- What is expected -
Write the data out again, exactly as given.
— start Data to process —
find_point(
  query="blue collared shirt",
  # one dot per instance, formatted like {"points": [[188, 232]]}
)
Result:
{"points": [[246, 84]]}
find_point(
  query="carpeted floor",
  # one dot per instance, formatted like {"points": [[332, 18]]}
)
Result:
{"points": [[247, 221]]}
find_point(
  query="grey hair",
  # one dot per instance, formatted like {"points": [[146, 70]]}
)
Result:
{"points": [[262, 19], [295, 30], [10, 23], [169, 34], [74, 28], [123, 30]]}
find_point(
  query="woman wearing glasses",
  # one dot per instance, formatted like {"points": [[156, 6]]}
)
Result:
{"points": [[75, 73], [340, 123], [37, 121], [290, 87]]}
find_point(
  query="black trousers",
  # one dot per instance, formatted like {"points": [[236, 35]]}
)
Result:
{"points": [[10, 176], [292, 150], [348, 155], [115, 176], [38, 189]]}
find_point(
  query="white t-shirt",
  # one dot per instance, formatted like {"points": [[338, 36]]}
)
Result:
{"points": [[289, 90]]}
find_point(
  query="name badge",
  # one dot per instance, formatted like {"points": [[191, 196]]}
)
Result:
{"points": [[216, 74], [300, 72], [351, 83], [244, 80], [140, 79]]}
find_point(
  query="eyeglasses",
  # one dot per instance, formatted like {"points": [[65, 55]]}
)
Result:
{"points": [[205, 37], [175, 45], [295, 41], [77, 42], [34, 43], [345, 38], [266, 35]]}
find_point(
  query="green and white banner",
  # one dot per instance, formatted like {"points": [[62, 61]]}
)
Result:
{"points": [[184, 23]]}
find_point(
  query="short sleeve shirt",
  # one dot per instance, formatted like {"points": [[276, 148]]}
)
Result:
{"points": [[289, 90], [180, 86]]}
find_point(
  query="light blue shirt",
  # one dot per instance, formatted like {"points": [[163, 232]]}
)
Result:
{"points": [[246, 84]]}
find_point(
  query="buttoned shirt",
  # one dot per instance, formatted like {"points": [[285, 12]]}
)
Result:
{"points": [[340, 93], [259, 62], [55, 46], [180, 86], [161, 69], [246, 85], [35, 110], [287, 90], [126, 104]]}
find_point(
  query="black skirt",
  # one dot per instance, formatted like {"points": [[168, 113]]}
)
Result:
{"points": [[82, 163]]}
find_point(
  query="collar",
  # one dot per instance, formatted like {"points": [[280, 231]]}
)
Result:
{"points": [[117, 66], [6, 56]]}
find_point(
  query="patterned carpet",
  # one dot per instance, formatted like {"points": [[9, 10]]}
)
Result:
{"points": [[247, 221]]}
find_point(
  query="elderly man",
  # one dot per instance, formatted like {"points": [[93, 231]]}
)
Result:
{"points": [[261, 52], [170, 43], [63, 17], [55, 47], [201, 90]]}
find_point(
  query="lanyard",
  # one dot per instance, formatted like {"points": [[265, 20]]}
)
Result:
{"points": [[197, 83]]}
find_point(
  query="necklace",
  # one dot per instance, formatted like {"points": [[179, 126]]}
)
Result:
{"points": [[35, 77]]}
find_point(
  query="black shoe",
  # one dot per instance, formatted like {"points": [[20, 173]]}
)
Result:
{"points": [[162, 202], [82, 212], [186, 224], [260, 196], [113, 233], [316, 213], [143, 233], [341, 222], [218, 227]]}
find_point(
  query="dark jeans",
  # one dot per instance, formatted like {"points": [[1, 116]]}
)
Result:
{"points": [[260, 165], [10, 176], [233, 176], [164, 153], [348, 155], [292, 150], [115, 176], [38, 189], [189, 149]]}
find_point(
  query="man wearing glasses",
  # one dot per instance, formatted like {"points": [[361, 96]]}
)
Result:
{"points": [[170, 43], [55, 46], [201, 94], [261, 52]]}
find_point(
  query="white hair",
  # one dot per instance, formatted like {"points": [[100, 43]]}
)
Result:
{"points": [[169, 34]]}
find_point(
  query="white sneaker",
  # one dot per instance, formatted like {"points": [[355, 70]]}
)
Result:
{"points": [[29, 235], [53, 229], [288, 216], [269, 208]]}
— end Data to process —
- Complete output -
find_point(
  query="blue collared shirt",
  # one dot per instance, formatted like {"points": [[188, 232]]}
)
Result:
{"points": [[246, 84]]}
find_point(
  query="carpeted floor",
  # one dot per instance, formatted like {"points": [[332, 18]]}
)
Result:
{"points": [[247, 221]]}
find_point(
  query="grey hair",
  # one dot per instance, formatted like {"points": [[146, 70]]}
)
Result:
{"points": [[262, 19], [295, 30], [10, 23], [169, 34], [74, 28], [123, 30]]}
find_point(
  query="woman wearing glasses",
  # one dot per instance, formatted like {"points": [[156, 6]]}
)
Result:
{"points": [[75, 73], [340, 123], [37, 121], [290, 87]]}
find_point(
  query="black trousers",
  # one dot per instance, formatted like {"points": [[236, 35]]}
)
Result:
{"points": [[10, 176], [292, 150], [348, 155], [115, 176], [38, 189]]}
find_point(
  query="white t-shirt",
  # one dot per instance, formatted like {"points": [[338, 36]]}
)
Result:
{"points": [[289, 90]]}
find_point(
  query="name badge",
  # one dot per instance, formatted like {"points": [[191, 196]]}
)
Result:
{"points": [[216, 74], [300, 72], [351, 83], [244, 80], [140, 79]]}
find_point(
  query="eyeglasses",
  # one dot per instance, formatted like {"points": [[65, 55]]}
)
Result:
{"points": [[205, 37], [175, 45], [295, 41], [77, 42], [34, 43], [345, 38], [266, 35]]}
find_point(
  query="green and white banner",
  # one dot per instance, formatted like {"points": [[62, 61]]}
)
Result:
{"points": [[184, 23]]}
find_point(
  query="short sleeve shirt",
  # one dot per instance, formatted like {"points": [[276, 148]]}
)
Result:
{"points": [[289, 90], [180, 86]]}
find_point(
  query="light blue shirt",
  # one dot per instance, formatted like {"points": [[163, 232]]}
)
Result:
{"points": [[246, 84]]}
find_point(
  query="buttoned shirt",
  # one dot per instance, formatted like {"points": [[285, 12]]}
)
Result:
{"points": [[340, 93], [259, 62], [55, 46], [180, 86], [161, 69], [246, 85], [35, 110], [287, 90], [126, 104]]}
find_point(
  query="black skirt",
  # one dot per instance, formatted like {"points": [[168, 113]]}
)
Result:
{"points": [[82, 163]]}
find_point(
  query="collar",
  # one dot per instance, formatted like {"points": [[280, 231]]}
)
Result:
{"points": [[117, 66], [6, 56]]}
find_point(
  query="patterned carpet",
  # one dot per instance, formatted like {"points": [[9, 10]]}
)
Result:
{"points": [[247, 221]]}
find_point(
  query="elderly man",
  # one dot per instance, formatted like {"points": [[93, 231]]}
)
Result:
{"points": [[261, 52], [170, 43], [63, 17], [55, 47], [201, 90]]}
find_point(
  query="lanyard",
  # one dot per instance, formatted like {"points": [[265, 20]]}
)
Result:
{"points": [[197, 83]]}
find_point(
  query="necklace",
  # one dot per instance, formatted like {"points": [[179, 126]]}
)
Result:
{"points": [[35, 77]]}
find_point(
  query="black shoe",
  # one dot per instance, formatted like {"points": [[20, 173]]}
)
Result:
{"points": [[162, 202], [82, 212], [186, 224], [260, 196], [113, 233], [316, 213], [143, 233], [341, 222], [218, 227]]}
find_point(
  query="dark jeans",
  # one dot per instance, formatted like {"points": [[1, 116]]}
)
Result:
{"points": [[260, 165], [10, 176], [233, 176], [164, 153], [348, 155], [292, 150], [115, 176], [38, 189], [189, 149]]}
find_point(
  query="man wearing glasses",
  # one dot per instance, formatted like {"points": [[361, 96]]}
)
Result:
{"points": [[170, 43], [55, 46], [201, 94], [261, 52]]}
find_point(
  query="white hair",
  # one dot per instance, formatted like {"points": [[100, 43]]}
)
Result:
{"points": [[169, 34]]}
find_point(
  query="white sneaker",
  # one dot per instance, formatted like {"points": [[355, 70]]}
)
Result:
{"points": [[29, 235], [53, 229], [288, 216], [269, 208]]}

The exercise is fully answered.